# [Required tasks]
1. In the text on needle exchanges in England, what was England's rate of HIV among injectors in 2011?
2. From the text on needle exchanges in England, write out the passage between "A nationwide network" and "cent in Russia.", inclusive.

# [Text for analysis]
··········

A nationwide network of needle exchanges has been a feature of drug treatment in England since the late 1980s, when the Advisory Council on the Misuse of Drugs’ (ACMD) 1988 report warned that ‘HIV is a greater threat to public and individual health than drug misuse’.
The Conservative government of the day responded swiftly to the report by establishing needle exchanges, and successive governments have invested in improving the quality and availability of treatment, including harm reduction services. As a result, despite having one of the largest populations of heroin and crack users in the western world, England has one of the lowest rates of HIV among injectors – 1.3 per cent in 2011, compared to 3 per cent in Germany, 12 per cent in Italy, 16 per cent in the USA and 37 per cent in Russia.
We know that drug users come into treatment wanting to overcome addiction, and this is the aim of all drug treatment. At the same time, it is vitally important to keep people safe as they recover. Taking action to minimise the risks that go with drug dependence, such as drug-related death and contracting blood-borne viruses, can be an important first step, especially for those who have been dependent on drugs for some time. Providers of these services are an important link to other treatment and recovery services, such as mutual aid.

··········

# [Data supplied]
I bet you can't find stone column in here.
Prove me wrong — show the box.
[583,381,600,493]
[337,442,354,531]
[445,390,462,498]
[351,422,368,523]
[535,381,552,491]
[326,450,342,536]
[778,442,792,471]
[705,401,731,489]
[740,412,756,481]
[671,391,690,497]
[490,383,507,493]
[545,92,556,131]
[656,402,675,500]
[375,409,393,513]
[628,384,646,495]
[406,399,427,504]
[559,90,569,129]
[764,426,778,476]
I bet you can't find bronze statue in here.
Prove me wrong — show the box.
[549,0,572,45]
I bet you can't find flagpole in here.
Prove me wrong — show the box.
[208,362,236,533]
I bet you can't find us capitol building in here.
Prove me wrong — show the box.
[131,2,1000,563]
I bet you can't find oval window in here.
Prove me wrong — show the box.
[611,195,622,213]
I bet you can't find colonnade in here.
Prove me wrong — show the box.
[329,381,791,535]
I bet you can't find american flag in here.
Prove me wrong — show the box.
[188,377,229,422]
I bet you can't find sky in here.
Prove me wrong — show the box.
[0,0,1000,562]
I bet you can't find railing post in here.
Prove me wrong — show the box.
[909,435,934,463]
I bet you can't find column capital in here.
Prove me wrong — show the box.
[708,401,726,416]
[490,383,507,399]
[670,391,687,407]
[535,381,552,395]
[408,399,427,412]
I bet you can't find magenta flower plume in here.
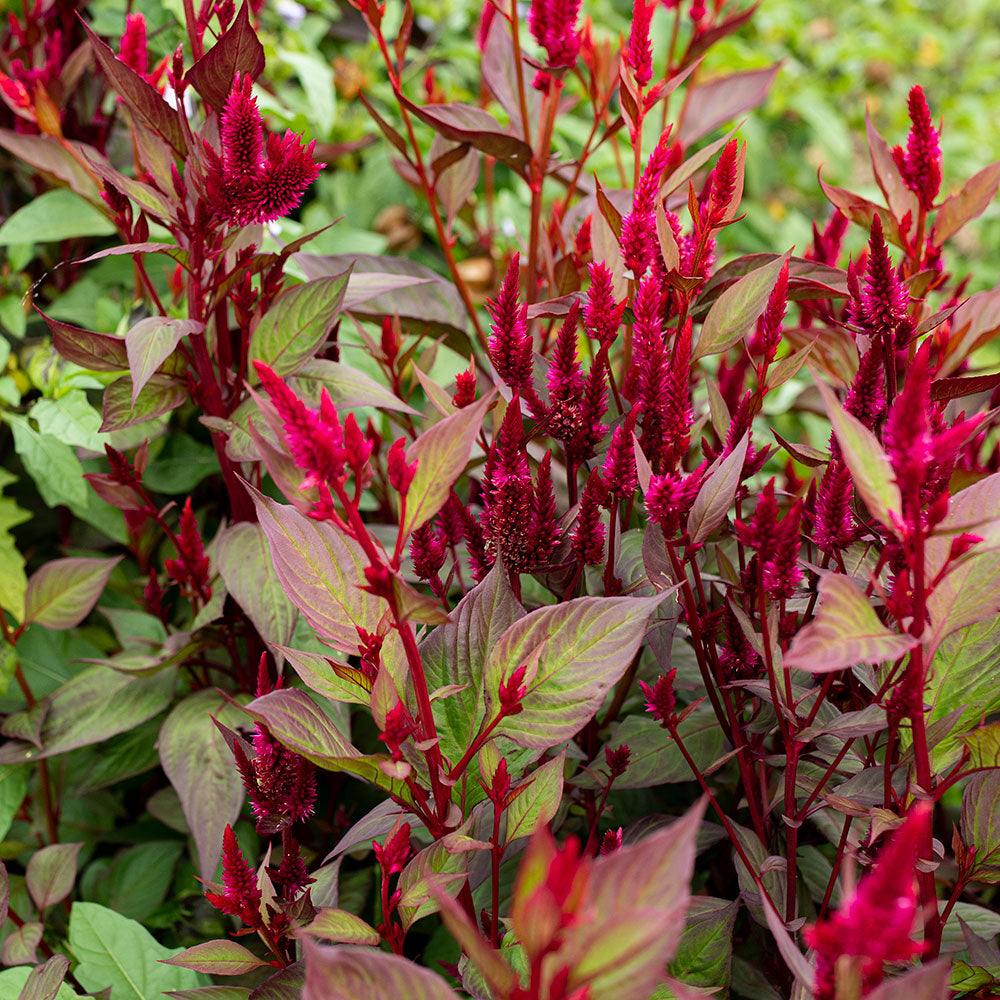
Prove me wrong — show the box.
[206,74,324,225]
[254,361,347,488]
[602,407,639,501]
[646,463,706,539]
[892,85,941,212]
[639,669,677,729]
[253,132,324,222]
[859,214,907,342]
[813,462,855,553]
[164,497,212,601]
[486,253,531,392]
[805,802,931,1000]
[625,0,657,87]
[572,470,607,566]
[528,0,580,67]
[118,14,149,77]
[583,263,625,347]
[708,139,740,226]
[205,823,264,928]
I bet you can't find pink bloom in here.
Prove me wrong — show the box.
[892,85,941,211]
[205,823,264,928]
[805,802,931,1000]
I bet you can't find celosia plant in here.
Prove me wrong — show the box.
[0,0,1000,1000]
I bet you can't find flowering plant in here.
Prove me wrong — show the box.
[0,0,1000,1000]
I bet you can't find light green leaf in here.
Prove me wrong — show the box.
[69,902,205,1000]
[784,573,917,674]
[0,188,117,246]
[485,596,662,750]
[248,270,350,381]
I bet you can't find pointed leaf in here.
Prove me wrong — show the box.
[816,380,903,532]
[485,595,662,750]
[248,487,383,654]
[184,3,264,111]
[125,316,205,408]
[26,843,83,912]
[249,270,350,382]
[158,690,244,880]
[692,257,785,361]
[160,939,270,976]
[784,573,917,674]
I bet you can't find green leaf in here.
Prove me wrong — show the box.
[215,521,299,645]
[961,769,1000,885]
[816,380,903,533]
[784,573,917,674]
[3,413,87,507]
[29,389,107,452]
[69,902,204,1000]
[505,750,566,844]
[420,566,525,764]
[250,488,383,654]
[0,666,176,764]
[302,938,458,1000]
[301,907,381,947]
[485,596,662,750]
[403,392,494,534]
[0,188,117,246]
[0,764,30,840]
[160,935,268,976]
[249,269,351,381]
[159,690,244,881]
[691,257,785,361]
[125,316,205,408]
[669,896,740,990]
[25,844,83,913]
[295,358,417,413]
[24,556,122,629]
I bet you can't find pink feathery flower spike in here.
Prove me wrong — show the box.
[486,253,531,392]
[528,0,580,67]
[205,823,264,928]
[805,802,931,1000]
[858,213,908,338]
[625,0,657,87]
[892,85,941,212]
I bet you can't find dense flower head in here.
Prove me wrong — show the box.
[528,0,580,67]
[625,0,656,87]
[205,823,264,928]
[892,84,941,212]
[205,74,324,225]
[805,802,931,1000]
[858,213,907,340]
[639,669,677,728]
[486,253,531,392]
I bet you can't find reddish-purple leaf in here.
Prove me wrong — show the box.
[80,20,187,156]
[403,391,495,534]
[784,573,917,674]
[484,595,662,750]
[184,3,264,111]
[678,64,781,146]
[930,160,1000,246]
[160,938,270,976]
[158,690,244,880]
[25,843,83,912]
[302,938,458,1000]
[24,556,122,629]
[38,310,128,372]
[398,94,532,173]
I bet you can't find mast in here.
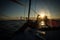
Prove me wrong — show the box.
[28,0,31,22]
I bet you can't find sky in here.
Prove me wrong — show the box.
[0,0,60,19]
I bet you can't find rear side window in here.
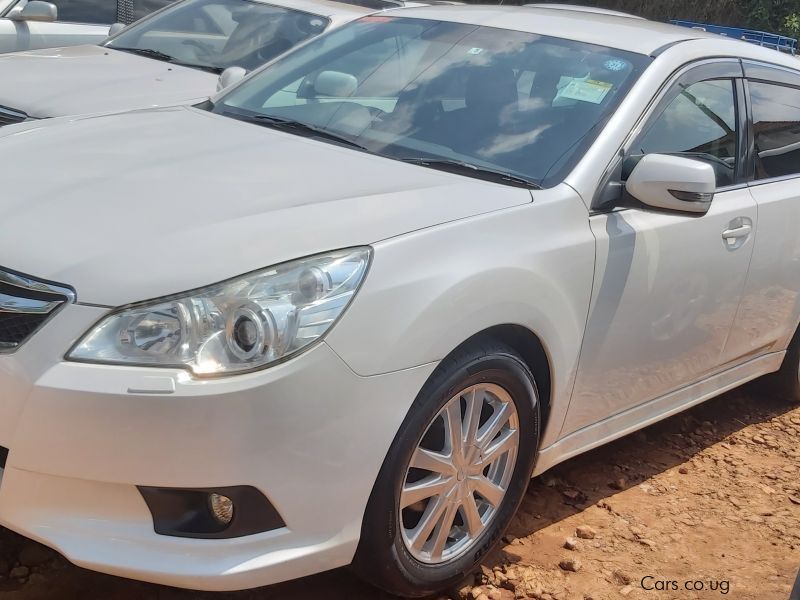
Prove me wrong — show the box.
[635,79,739,187]
[750,81,800,179]
[50,0,117,25]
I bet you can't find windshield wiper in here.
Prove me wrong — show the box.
[109,46,225,75]
[400,157,542,190]
[109,46,175,62]
[224,112,371,152]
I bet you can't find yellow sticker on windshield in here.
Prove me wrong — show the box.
[558,79,614,104]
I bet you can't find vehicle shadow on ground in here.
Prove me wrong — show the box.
[0,382,793,600]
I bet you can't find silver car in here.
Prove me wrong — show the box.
[0,0,378,126]
[0,6,800,596]
[0,0,173,52]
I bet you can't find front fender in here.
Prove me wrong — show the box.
[328,186,595,443]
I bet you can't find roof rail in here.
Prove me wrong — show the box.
[670,20,797,54]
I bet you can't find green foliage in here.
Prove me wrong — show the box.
[783,13,800,38]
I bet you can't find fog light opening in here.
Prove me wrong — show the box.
[208,493,234,526]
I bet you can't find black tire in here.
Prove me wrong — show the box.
[771,329,800,402]
[353,339,540,597]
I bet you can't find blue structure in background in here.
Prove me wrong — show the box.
[670,20,797,54]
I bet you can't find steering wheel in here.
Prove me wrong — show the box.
[181,39,214,62]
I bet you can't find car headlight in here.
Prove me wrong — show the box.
[67,248,371,376]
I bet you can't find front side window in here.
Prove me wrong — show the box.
[131,0,173,22]
[49,0,117,25]
[214,16,650,186]
[632,79,739,187]
[106,0,329,72]
[750,81,800,179]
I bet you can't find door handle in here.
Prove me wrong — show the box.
[722,225,753,240]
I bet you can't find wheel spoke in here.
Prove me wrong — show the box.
[442,398,463,456]
[408,496,448,550]
[472,475,506,508]
[431,502,458,560]
[464,388,484,446]
[481,429,519,469]
[400,475,452,510]
[410,447,456,475]
[478,404,511,449]
[461,493,485,539]
[398,381,522,565]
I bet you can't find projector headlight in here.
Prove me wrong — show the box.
[67,248,370,376]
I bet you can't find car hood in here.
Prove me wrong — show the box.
[0,46,218,118]
[0,107,531,306]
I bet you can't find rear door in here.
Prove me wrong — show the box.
[562,61,758,435]
[725,62,800,361]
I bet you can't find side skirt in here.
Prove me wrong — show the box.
[533,352,786,477]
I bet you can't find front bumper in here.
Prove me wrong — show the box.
[0,305,434,590]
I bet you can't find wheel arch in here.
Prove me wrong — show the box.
[445,323,553,446]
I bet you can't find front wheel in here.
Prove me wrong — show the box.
[353,341,539,597]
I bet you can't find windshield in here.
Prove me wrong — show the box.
[105,0,329,72]
[212,16,650,187]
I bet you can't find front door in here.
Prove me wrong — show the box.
[562,65,758,435]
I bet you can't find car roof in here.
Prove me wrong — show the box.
[384,4,720,55]
[523,2,646,20]
[257,0,460,23]
[257,0,378,21]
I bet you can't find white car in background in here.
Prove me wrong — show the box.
[0,6,800,596]
[0,0,174,52]
[0,0,394,126]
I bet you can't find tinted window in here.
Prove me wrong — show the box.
[132,0,173,21]
[634,80,738,186]
[750,82,800,179]
[106,0,329,72]
[215,16,650,186]
[50,0,117,25]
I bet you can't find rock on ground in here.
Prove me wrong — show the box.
[0,385,800,600]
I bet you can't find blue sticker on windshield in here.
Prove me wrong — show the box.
[603,58,628,71]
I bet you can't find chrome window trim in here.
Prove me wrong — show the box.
[589,56,747,215]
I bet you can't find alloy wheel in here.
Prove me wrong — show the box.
[399,383,519,564]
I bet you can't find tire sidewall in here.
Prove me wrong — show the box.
[357,352,539,596]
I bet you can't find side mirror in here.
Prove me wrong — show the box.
[217,67,247,92]
[108,23,125,37]
[9,0,58,23]
[625,154,717,214]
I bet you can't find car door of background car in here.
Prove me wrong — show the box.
[562,60,757,435]
[0,0,117,52]
[725,62,800,361]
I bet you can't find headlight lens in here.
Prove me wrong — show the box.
[68,248,370,376]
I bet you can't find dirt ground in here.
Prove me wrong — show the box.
[0,385,800,600]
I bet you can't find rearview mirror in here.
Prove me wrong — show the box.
[625,154,717,214]
[217,67,247,92]
[9,0,58,23]
[314,71,358,98]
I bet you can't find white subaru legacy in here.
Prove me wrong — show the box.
[0,0,382,126]
[0,6,800,596]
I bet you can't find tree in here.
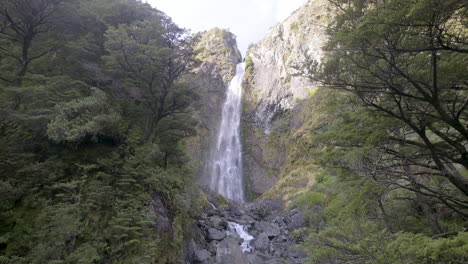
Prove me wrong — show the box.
[0,0,65,85]
[105,13,197,142]
[320,0,468,195]
[47,88,121,142]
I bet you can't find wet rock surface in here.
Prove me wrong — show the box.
[184,191,306,264]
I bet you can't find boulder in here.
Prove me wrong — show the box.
[193,249,211,263]
[288,209,305,229]
[253,233,270,251]
[216,238,249,264]
[208,228,226,241]
[255,222,281,239]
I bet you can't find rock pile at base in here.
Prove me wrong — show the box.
[184,191,306,264]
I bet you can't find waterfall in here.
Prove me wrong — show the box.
[210,63,245,202]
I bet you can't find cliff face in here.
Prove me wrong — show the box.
[187,28,242,181]
[242,0,330,196]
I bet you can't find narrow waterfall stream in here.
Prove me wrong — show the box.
[210,63,245,202]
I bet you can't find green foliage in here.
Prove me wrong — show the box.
[0,0,201,264]
[47,88,121,142]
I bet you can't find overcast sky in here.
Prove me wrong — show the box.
[147,0,306,54]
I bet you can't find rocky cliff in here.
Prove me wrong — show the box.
[188,28,242,181]
[242,0,330,196]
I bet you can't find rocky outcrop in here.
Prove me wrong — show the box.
[187,28,242,180]
[242,0,330,196]
[184,191,306,264]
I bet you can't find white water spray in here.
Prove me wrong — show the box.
[210,63,245,202]
[228,222,254,252]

··········

# [Responses by item number]
1. It was 1.3 per cent.

2.
A nationwide network of needle exchanges has been a feature of drug treatment in England since the late 1980s, when the Advisory Council on the Misuse of Drugs’ (ACMD) 1988 report warned that ‘HIV is a greater threat to public and individual health than drug misuse’.
The Conservative government of the day responded swiftly to the report by establishing needle exchanges, and successive governments have invested in improving the quality and availability of treatment, including harm reduction services. As a result, despite having one of the largest populations of heroin and crack users in the western world, England has one of the lowest rates of HIV among injectors – 1.3 per cent in 2011, compared to 3 per cent in Germany, 12 per cent in Italy, 16 per cent in the USA and 37 per cent in Russia.